▸ **SET TASK**
Repeat exactly the lines that run from the one containing "For the evaluation set, indicate each instance of the sky" to the end of the data, and leave out all others.

▸ **EXERCISE INPUTS**

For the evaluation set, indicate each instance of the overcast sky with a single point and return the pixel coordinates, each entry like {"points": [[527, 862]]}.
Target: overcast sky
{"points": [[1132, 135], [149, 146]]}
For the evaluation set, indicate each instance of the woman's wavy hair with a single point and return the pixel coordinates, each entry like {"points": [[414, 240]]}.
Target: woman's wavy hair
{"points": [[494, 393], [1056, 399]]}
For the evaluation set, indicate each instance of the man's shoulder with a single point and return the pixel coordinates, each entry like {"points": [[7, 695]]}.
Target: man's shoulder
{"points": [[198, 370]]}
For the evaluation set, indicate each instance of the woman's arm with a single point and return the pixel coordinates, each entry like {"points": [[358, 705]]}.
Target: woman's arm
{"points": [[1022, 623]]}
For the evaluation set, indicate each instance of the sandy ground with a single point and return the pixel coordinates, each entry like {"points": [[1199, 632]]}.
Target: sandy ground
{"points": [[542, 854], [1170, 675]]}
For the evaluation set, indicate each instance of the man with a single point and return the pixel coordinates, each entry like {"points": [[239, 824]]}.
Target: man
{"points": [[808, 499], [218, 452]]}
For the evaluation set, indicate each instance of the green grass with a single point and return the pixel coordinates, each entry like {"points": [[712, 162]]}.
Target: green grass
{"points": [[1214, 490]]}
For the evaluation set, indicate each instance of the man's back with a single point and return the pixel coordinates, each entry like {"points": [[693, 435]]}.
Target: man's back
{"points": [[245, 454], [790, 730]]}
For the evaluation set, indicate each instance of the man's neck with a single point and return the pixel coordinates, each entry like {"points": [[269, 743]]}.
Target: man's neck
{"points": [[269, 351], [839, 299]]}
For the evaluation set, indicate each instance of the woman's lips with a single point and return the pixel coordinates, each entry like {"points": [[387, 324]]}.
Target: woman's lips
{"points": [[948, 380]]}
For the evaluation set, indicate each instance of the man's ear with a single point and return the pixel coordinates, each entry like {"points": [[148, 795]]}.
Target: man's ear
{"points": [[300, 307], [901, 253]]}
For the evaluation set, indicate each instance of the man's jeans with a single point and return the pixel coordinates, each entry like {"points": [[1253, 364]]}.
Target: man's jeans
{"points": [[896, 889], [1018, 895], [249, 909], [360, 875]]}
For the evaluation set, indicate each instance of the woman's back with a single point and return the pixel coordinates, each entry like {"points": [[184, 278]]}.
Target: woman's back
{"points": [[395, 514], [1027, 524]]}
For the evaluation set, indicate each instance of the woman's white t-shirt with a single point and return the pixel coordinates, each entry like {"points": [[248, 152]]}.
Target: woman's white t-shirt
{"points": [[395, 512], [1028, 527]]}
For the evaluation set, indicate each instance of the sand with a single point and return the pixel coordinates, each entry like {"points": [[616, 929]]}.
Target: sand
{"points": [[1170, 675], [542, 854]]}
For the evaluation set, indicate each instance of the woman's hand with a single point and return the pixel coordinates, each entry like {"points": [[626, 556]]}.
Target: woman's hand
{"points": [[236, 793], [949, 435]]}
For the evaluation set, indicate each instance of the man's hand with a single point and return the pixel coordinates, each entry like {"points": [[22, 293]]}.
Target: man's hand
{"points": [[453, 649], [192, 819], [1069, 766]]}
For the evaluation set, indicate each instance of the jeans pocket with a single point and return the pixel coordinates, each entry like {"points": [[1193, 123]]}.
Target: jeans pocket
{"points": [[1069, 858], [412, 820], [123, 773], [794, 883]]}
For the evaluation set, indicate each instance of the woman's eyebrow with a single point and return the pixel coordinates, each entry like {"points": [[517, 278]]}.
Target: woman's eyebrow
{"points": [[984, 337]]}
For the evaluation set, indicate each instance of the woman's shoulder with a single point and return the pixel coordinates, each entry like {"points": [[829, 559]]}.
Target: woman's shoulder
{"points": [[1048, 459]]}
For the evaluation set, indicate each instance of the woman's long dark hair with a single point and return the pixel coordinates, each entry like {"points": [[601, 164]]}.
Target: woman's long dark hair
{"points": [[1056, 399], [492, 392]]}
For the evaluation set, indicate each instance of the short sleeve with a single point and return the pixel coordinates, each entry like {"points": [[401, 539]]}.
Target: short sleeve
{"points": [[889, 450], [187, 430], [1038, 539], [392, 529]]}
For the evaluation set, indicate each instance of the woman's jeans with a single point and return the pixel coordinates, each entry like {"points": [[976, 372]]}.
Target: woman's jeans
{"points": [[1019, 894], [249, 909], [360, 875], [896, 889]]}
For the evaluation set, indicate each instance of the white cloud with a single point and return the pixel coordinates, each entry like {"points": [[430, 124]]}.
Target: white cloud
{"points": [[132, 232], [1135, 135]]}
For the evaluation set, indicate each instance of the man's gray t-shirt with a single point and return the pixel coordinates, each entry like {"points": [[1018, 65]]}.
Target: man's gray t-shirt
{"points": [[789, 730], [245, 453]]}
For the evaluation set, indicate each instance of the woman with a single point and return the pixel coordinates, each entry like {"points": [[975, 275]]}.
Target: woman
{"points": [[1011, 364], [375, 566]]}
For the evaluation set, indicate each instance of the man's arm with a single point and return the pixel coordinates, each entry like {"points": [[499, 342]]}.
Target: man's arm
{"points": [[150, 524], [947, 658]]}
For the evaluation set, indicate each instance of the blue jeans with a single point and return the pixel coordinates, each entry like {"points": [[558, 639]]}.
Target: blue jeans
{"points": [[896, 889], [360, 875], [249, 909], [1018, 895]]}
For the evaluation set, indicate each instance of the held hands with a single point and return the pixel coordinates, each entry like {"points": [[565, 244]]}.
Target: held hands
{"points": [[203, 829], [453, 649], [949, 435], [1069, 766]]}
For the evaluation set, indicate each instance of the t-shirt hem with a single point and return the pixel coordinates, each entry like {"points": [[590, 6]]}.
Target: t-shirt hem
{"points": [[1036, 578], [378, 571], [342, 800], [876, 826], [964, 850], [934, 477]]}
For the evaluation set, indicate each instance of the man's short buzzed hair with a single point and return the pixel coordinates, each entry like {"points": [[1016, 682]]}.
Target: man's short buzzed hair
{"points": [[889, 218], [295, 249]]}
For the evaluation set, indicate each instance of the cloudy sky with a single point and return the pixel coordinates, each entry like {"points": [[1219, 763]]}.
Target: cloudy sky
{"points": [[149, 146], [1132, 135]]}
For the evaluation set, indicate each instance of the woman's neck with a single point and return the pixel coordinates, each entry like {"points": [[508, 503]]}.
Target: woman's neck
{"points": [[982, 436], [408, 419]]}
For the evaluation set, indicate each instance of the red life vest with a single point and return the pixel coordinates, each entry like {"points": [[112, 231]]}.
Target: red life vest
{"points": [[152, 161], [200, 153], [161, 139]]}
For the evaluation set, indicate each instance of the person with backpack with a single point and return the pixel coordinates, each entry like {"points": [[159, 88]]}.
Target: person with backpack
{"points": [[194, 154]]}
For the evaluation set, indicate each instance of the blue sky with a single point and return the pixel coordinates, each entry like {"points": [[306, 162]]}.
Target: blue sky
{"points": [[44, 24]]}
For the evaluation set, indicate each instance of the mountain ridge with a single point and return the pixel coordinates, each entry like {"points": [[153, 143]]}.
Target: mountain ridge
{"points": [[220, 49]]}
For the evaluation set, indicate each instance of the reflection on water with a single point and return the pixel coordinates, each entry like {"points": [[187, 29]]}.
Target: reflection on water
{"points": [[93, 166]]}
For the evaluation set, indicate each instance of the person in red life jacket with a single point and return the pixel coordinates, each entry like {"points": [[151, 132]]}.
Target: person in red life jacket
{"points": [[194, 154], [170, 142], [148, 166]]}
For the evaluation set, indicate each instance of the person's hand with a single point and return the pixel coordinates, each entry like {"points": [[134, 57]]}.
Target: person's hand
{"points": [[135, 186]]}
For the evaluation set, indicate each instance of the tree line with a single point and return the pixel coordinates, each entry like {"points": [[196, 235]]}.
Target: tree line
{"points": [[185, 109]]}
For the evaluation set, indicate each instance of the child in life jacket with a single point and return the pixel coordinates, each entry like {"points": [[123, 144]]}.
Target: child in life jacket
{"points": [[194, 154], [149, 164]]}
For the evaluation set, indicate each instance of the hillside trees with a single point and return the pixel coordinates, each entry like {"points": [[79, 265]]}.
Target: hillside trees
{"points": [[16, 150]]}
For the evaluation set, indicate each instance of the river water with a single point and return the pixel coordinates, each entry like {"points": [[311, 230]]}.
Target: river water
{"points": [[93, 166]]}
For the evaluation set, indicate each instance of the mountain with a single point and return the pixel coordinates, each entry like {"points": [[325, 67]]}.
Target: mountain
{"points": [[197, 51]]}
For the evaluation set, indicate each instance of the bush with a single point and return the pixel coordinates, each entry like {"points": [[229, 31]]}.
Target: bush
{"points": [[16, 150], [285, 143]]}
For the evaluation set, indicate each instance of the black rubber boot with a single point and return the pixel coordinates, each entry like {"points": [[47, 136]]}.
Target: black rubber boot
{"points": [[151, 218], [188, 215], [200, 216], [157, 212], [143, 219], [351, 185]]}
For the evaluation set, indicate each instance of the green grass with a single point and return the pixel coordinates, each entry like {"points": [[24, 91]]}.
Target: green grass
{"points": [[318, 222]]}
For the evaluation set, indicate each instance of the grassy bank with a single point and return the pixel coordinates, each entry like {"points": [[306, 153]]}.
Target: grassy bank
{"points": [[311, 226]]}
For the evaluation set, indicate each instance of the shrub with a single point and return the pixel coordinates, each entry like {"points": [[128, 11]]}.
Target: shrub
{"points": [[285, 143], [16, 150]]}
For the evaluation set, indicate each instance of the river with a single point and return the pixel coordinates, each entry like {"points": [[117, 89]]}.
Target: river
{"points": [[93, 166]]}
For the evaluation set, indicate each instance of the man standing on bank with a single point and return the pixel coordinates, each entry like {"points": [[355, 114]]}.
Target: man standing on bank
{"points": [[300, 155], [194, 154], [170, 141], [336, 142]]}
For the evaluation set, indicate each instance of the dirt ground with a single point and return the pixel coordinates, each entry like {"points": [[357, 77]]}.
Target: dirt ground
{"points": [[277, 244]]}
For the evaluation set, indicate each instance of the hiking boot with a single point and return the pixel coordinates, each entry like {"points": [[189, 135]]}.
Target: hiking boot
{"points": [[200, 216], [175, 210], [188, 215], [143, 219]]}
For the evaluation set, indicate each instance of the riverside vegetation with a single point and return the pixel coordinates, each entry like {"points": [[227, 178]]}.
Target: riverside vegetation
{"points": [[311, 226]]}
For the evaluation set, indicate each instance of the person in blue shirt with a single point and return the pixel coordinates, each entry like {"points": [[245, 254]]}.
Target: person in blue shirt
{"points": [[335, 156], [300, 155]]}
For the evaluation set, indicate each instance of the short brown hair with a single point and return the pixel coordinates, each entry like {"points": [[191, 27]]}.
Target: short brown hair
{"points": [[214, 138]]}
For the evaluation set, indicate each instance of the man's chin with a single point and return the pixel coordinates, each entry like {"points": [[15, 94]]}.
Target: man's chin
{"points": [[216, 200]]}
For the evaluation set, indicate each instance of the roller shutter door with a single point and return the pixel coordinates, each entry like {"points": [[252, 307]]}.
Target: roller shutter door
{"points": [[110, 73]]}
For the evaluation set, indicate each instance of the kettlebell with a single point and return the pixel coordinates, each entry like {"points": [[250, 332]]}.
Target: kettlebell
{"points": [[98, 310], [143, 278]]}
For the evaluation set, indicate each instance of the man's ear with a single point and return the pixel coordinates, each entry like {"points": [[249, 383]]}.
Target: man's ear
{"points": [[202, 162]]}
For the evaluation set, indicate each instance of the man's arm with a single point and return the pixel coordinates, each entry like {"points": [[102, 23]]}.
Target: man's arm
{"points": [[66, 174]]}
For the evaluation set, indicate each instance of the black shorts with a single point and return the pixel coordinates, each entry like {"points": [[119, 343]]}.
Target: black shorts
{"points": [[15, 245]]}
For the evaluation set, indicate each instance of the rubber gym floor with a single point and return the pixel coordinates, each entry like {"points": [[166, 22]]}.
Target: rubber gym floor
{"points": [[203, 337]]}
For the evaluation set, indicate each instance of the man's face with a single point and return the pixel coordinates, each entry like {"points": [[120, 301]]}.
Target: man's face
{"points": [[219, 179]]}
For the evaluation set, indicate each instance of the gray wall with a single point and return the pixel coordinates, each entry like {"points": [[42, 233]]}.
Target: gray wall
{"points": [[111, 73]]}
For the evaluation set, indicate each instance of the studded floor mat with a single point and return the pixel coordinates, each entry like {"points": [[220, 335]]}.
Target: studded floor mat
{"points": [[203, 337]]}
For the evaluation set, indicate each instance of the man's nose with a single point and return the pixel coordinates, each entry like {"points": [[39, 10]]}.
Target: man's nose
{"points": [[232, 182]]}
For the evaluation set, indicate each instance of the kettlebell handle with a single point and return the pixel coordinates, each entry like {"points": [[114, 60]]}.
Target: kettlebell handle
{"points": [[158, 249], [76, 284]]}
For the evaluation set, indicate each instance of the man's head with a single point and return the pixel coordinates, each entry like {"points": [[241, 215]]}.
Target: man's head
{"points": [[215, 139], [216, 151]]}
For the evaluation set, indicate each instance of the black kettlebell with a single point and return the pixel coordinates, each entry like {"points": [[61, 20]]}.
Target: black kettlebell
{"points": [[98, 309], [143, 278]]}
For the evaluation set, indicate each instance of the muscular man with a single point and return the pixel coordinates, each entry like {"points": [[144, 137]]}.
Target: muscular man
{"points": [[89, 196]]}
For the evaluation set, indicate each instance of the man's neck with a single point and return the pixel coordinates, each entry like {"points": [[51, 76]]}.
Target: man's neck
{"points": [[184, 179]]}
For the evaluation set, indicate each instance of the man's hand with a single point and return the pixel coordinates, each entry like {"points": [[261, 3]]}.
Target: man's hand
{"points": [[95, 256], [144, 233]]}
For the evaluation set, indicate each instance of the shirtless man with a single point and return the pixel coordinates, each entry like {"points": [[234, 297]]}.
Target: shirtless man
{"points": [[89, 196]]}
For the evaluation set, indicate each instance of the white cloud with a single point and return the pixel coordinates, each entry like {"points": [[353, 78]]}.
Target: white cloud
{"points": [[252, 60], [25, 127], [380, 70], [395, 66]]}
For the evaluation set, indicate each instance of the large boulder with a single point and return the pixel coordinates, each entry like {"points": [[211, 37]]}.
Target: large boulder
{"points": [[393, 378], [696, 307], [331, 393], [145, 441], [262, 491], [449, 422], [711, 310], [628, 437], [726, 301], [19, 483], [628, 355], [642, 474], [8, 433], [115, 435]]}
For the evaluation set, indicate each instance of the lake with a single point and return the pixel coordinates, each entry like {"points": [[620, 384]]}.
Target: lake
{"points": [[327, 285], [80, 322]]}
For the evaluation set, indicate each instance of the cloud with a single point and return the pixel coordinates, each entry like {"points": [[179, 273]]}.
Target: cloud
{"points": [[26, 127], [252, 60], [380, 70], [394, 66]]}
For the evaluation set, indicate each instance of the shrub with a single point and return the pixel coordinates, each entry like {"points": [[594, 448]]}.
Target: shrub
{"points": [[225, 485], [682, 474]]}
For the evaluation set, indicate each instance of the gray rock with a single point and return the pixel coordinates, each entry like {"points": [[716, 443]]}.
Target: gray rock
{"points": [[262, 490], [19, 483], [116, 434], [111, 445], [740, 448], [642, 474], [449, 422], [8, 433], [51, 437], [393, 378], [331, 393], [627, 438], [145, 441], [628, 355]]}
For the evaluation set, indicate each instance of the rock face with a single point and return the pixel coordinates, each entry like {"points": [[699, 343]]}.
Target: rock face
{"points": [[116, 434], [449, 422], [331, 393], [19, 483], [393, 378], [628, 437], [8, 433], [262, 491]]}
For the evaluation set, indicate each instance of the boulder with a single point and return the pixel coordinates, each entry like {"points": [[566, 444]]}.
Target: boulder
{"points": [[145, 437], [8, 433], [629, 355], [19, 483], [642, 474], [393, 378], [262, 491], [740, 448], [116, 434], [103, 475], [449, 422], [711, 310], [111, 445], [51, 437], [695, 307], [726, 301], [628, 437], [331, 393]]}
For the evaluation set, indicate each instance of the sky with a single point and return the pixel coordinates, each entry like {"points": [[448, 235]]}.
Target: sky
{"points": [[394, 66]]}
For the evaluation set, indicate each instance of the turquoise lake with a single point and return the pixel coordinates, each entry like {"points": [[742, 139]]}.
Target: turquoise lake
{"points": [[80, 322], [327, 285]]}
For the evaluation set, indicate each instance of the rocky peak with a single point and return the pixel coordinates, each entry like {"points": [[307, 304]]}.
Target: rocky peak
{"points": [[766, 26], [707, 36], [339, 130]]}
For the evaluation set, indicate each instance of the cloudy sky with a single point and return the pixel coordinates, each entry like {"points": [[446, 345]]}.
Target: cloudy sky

▸ **COMPLETED EXERCISE**
For the evaluation set, indicate each instance of the sky with a single point and return the pixel coordinates, each entry like {"points": [[448, 235]]}.
Target: sky
{"points": [[394, 66]]}
For the evaluation set, indicate each instance of the turquoise lake with a single point and return the pixel coordinates, each entry like {"points": [[742, 139]]}.
Target: turquoise lake
{"points": [[80, 322], [327, 285]]}
For the evaluation set, indicate each instance of the rocky peak with a single point and return the pixel coordinates, each entry like {"points": [[307, 304]]}.
Target: rocky peak
{"points": [[766, 26], [707, 36], [339, 130]]}
For the evaluation set, indicate each instance of the cloudy sky with a single point and return the pixel coordinates, each entry like {"points": [[446, 345]]}.
Target: cloudy sky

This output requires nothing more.